** BEGIN STORED DATA **

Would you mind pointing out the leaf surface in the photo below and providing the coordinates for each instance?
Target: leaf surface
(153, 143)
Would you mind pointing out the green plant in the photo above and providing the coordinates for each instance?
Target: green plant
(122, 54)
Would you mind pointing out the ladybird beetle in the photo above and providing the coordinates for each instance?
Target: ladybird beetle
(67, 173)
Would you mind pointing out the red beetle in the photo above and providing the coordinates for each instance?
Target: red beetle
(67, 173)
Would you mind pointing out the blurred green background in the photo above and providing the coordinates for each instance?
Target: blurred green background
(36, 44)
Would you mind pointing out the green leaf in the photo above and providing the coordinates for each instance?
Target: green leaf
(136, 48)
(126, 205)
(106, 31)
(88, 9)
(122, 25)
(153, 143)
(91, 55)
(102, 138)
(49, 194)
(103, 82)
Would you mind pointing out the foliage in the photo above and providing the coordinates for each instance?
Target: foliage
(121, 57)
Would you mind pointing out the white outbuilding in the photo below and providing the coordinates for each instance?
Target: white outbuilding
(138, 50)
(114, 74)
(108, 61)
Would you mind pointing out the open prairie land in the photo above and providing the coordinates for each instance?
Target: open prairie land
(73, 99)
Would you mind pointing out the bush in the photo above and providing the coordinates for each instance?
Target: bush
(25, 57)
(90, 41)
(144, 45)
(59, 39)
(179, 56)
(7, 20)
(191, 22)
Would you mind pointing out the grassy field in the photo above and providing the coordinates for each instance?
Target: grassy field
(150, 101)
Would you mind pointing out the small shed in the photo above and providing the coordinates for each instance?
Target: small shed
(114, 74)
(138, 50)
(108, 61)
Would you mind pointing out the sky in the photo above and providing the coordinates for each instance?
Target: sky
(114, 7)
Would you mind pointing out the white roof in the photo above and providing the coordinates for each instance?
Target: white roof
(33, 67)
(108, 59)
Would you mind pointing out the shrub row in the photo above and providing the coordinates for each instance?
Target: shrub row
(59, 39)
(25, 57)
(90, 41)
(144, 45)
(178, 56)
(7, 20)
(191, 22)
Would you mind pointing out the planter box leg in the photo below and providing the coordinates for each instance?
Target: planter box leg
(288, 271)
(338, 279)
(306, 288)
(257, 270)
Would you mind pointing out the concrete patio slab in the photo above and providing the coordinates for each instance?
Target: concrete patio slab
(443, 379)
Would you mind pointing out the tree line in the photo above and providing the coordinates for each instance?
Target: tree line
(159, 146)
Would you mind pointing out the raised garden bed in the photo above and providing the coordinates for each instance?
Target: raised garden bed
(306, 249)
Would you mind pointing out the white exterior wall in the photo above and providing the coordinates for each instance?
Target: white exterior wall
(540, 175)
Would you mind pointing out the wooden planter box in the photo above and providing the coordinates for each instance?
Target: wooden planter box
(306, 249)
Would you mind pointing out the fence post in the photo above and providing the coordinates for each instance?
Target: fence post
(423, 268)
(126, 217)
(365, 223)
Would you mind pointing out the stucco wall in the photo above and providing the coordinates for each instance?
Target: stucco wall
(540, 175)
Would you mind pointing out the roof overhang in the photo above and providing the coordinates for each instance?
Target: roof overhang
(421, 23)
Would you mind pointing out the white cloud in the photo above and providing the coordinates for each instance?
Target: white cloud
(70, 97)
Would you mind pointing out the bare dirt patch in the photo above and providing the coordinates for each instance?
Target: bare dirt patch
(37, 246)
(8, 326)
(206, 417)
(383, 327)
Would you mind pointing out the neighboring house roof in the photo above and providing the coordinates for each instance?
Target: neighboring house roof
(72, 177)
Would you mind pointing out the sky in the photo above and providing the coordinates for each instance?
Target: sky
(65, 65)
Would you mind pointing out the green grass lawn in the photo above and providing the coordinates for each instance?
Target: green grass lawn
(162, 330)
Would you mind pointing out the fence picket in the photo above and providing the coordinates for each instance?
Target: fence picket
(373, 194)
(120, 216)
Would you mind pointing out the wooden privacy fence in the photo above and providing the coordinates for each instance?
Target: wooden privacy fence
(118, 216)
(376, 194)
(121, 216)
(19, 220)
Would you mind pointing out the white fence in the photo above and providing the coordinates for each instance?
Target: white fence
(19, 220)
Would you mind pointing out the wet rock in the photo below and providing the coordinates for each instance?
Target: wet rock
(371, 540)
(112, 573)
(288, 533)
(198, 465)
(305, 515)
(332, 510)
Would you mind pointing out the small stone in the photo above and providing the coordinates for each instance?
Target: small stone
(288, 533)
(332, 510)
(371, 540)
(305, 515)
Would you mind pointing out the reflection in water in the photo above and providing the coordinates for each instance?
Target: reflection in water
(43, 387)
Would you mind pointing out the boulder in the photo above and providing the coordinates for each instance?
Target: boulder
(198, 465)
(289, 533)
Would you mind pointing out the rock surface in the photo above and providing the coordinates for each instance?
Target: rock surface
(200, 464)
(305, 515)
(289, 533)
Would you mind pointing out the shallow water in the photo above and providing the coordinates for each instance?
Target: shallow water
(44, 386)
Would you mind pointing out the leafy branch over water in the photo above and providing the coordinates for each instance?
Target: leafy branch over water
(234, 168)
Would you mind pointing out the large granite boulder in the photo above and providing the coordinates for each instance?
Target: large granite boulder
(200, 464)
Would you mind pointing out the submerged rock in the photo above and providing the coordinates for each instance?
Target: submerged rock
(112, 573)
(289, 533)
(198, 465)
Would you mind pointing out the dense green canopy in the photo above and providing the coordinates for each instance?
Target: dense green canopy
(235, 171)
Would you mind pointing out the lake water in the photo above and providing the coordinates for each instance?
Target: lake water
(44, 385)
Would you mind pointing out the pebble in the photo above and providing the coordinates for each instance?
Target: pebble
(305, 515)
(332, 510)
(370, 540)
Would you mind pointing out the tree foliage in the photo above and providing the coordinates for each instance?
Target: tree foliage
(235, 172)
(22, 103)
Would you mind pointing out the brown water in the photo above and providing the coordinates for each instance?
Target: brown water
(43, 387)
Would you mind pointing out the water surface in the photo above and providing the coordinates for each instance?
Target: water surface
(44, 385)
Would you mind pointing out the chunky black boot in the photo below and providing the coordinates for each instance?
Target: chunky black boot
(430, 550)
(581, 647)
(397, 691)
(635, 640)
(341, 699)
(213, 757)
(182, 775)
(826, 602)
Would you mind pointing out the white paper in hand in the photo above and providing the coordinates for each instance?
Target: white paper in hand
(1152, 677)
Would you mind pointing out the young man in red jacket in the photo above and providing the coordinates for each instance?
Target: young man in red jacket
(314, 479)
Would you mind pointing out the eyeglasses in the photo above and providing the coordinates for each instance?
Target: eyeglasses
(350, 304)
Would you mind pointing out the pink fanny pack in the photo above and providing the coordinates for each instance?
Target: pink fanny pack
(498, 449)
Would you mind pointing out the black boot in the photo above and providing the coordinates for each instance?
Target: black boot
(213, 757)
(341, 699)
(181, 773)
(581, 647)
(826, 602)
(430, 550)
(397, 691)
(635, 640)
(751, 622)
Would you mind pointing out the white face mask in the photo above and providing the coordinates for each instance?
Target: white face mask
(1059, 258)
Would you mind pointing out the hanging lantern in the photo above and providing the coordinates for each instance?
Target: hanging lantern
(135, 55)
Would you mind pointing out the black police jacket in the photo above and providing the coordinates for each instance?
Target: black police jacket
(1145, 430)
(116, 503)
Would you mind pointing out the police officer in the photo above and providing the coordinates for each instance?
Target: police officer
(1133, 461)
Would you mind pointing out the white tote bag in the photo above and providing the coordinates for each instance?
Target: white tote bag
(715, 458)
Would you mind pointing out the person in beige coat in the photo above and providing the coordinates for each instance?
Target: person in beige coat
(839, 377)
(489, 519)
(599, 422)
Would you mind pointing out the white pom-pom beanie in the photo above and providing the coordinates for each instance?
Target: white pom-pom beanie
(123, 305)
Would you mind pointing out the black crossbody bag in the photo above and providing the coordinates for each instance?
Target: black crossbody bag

** END STORED DATA **

TO BE DONE: Reproduce the items above, from the line containing "Would you mind pointing out the hanging" through the end of the items, inclusive, with the requests retained. Offset every coordinate in the answers by -8.

SOLUTION FOR THIS TASK:
Would you mind pointing out the hanging lantern in the photo above and providing the coordinates for each instance?
Target: hanging lantern
(127, 47)
Would you mind pointing out the black police jacket in the photo above and providing the coordinates for each instance?
Target: black police jacket
(1137, 422)
(108, 495)
Would you mind pointing out the police officer in the photo above and providing the coordinates for each instance?
Target: police officer
(1125, 453)
Would you mind pointing out the white tote bag in the photo above and providing the coordinates for each instance?
Target: white tote bag
(707, 450)
Would you mind pointing out the person in beige coat in the photo above and providing the coordinates for each instance?
Target: person in beige coat
(831, 369)
(481, 511)
(591, 414)
Would you mind pointing out the white pom-pom beanie in the photo above and providing the coordinates for each instance?
Target: white pom-pom beanie
(115, 297)
Would you mind pointing out the black crossbody bag in the photo above and providing the coordinates for each instance?
Target: black crossbody bag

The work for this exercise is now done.